TEKS BACAAN ->
================

Novanto akan disidang dalam kasus e-KTP di Pengadilan Tipikor, Jakarta Pusat, Rabu (13/12/2017).
Jika sidang dakwaan dimulai maka sidang gugatan praperadilan di Pengadilan Negeri Jakarta Selatan gugur. Namun kuasa hukum Novanto, Ketut Mulya, menolak menyerah karena optimistis sidang praperadilan selesai sebelum sidang dakwaan kliennya dimulai.
"Hakim tadi kan bicara apakah ada manfaatnya. Nah kami kan tetap dalam posisi melindungi hak asasi. Seluruh warga Indonesia kan bukan hanya Pak Setnov. Nah dalam posisi ini apapun posisinya kami harus selesaikan praperadilan," ujar Ketut, di PN Jakara Selatan, Jumat (8/12/2017).
Ketut meminta hakim Kusno, hakim yang memimpin praperadilan Novanto, melanjutkan sidang praperadilan yang ditanganinnya. Tim kuasa hukum Novanto tidak akan mencabut gugatan praperadilan meski jadwal sidang dakwaan Novanto sudah keluar.
"Tidak, kami tidak akan mencabut praperadilan. Kami tidak akan mencabut. Kami hanya mohon diselesaikan, apapun putusannya. Itu independensi yang mulia hakim tunggal kan nanti memutuskan," ucap Ketut.
KPK menang selangkah
Di sisi lain, Komisi Pemberantasan Korupsi (KPK) siap beradu bukti dan dasar hukum di sisa persidangan praperadilan. Salah satu dalil gugatan Novanto dalam gugatan praperadilan adalah penyidik yang memeriksa dirinya ilegal.

================

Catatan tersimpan

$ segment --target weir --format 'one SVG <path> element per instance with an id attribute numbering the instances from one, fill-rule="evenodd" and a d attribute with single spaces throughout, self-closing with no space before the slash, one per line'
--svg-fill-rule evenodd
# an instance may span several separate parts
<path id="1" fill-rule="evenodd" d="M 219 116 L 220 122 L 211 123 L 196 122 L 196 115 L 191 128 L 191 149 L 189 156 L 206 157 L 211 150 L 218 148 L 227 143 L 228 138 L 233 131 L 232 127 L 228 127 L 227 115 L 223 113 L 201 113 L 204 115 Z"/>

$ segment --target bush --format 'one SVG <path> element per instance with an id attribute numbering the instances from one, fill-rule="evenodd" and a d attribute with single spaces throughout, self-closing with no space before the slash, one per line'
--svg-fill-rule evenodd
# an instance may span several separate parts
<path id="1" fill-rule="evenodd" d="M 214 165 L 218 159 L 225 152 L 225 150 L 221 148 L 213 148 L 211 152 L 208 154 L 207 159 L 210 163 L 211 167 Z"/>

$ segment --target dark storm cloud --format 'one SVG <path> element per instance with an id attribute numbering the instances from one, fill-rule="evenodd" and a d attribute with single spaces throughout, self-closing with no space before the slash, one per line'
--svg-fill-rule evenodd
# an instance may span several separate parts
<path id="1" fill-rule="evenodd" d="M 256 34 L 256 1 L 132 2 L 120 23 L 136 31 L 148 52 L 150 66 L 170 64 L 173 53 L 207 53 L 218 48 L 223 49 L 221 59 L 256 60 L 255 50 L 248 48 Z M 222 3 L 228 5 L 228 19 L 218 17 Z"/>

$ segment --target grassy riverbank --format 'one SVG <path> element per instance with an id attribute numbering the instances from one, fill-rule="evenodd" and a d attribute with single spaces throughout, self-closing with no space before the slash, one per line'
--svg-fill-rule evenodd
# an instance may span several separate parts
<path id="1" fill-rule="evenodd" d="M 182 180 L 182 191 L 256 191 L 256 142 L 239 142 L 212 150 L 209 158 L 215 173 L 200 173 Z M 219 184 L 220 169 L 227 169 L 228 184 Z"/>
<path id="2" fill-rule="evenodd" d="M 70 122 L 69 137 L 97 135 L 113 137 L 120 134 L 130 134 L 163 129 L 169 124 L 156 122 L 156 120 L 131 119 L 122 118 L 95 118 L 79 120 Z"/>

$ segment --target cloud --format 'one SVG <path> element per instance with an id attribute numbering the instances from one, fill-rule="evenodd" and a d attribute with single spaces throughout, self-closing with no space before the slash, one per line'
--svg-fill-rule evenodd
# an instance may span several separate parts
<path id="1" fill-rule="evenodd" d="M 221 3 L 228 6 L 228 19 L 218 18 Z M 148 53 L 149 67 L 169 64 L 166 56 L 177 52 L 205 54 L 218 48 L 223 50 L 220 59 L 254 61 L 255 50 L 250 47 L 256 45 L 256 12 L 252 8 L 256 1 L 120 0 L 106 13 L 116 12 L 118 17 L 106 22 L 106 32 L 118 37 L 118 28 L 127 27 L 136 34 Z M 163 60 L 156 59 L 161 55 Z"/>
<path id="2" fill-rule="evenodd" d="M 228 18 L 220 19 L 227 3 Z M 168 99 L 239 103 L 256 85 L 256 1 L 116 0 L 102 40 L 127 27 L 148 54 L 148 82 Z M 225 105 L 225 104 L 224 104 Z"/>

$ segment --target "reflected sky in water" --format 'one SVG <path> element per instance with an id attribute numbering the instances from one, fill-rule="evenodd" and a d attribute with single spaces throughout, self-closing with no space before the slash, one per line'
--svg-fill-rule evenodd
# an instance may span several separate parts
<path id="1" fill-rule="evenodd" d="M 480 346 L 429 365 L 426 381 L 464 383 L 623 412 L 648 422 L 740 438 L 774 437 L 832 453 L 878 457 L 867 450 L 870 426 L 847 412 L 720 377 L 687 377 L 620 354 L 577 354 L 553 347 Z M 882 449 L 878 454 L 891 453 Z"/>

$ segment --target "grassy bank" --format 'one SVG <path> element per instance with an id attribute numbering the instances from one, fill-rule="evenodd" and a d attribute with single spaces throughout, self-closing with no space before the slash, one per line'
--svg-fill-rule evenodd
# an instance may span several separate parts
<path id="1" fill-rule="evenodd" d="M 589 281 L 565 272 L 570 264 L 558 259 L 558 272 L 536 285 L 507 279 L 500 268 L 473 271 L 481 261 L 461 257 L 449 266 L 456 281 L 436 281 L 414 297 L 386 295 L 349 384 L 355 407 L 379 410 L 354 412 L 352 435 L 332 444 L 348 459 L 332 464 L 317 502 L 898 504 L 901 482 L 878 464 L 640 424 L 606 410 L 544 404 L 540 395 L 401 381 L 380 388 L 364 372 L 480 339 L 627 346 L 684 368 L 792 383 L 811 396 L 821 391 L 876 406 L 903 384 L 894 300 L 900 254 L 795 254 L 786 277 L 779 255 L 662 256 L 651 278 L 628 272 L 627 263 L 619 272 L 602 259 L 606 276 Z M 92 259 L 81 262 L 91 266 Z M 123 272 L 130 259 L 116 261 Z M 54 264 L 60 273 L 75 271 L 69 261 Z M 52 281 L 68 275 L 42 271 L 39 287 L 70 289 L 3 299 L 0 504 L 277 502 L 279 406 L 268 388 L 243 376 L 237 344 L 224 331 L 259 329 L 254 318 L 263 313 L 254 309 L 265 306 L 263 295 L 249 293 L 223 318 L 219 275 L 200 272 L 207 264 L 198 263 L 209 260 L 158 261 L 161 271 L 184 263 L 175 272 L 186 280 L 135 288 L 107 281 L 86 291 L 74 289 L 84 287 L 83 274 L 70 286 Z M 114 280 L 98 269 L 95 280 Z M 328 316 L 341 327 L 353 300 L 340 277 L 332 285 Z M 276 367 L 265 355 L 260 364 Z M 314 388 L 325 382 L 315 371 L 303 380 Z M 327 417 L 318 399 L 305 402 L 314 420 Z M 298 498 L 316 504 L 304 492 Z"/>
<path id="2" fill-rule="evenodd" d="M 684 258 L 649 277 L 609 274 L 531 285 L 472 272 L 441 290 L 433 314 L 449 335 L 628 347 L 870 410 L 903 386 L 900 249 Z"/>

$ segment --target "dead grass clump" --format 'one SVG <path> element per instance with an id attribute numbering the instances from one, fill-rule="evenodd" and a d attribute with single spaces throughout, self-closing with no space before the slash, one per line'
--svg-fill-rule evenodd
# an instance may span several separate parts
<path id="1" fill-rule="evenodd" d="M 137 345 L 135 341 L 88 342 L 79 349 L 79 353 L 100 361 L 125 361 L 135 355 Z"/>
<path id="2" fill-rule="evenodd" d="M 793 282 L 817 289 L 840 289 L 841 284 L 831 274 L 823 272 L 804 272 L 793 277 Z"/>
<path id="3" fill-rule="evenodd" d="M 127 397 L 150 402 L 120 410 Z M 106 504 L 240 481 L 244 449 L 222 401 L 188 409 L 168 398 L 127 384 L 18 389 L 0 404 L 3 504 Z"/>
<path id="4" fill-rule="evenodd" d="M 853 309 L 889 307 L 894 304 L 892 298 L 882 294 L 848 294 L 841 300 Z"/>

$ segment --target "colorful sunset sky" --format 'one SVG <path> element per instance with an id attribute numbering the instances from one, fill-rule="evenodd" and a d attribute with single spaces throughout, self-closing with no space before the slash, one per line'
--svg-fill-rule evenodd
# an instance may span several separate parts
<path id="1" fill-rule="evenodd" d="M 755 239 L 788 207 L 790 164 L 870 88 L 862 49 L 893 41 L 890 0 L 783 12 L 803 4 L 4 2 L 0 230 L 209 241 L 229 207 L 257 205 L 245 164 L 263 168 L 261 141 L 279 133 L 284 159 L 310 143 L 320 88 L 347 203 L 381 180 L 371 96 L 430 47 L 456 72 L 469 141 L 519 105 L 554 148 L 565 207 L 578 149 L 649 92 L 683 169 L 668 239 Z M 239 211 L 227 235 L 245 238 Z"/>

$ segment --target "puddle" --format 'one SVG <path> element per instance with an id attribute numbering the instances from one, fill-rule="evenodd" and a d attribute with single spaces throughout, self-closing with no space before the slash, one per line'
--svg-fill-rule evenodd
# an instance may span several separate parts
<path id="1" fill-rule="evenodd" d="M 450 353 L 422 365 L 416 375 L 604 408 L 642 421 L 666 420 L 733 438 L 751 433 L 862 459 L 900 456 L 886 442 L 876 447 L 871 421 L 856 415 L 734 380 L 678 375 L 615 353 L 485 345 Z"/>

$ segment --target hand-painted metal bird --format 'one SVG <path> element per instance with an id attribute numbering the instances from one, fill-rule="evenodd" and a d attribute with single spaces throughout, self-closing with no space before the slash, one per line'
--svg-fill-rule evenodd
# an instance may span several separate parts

================

DAFTAR TUGAS ->
1 - Tentukan apakah setiap pernyataan berikut sesuai dengan teks bacaan, lalu jawab ya atau tidak disertai kutipan persis dari teks yang menjadi dasarnya: (a) Tim kuasa hukum Novanto akan mencabut gugatan praperadilan; (b) Novanto akan disidang dalam kasus e-KTP di Pengadilan Tipikor, Jakarta Pusat; (c) Hakim yang memimpin praperadilan Novanto bernama Kusno.
2 - Menurut teks bacaan, apa yang terjadi pada sidang gugatan praperadilan di Pengadilan Negeri Jakarta Selatan jika sidang dakwaan dimulai?
3 - Tuliskan kembali bagian teks bacaan yang dimulai dari kata-kata yang memuat "Jika sidang dakwaan" dan berhenti setelah "Selatan, Jumat (8/12/2017).".
Catatan tersebut sama sekali tidak berkaitan dengan teks bacaan.

JAWABAN ->
1 -
(a) Tidak: "Tidak, kami tidak akan mencabut praperadilan."
(b) Ya: "Novanto akan disidang dalam kasus e-KTP di Pengadilan Tipikor, Jakarta Pusat, Rabu (13/12/2017)."
(c) Ya: "hakim Kusno, hakim yang memimpin praperadilan Novanto"

2 - Sidang gugatan praperadilan itu gugur.

3 -
Jika sidang dakwaan dimulai maka sidang gugatan praperadilan di Pengadilan Negeri Jakarta Selatan gugur. Namun kuasa hukum Novanto, Ketut Mulya, menolak menyerah karena optimistis sidang praperadilan selesai sebelum sidang dakwaan kliennya dimulai.
"Hakim tadi kan bicara apakah ada manfaatnya. Nah kami kan tetap dalam posisi melindungi hak asasi. Seluruh warga Indonesia kan bukan hanya Pak Setnov. Nah dalam posisi ini apapun posisinya kami harus selesaikan praperadilan," ujar Ketut, di PN Jakara Selatan, Jumat (8/12/2017).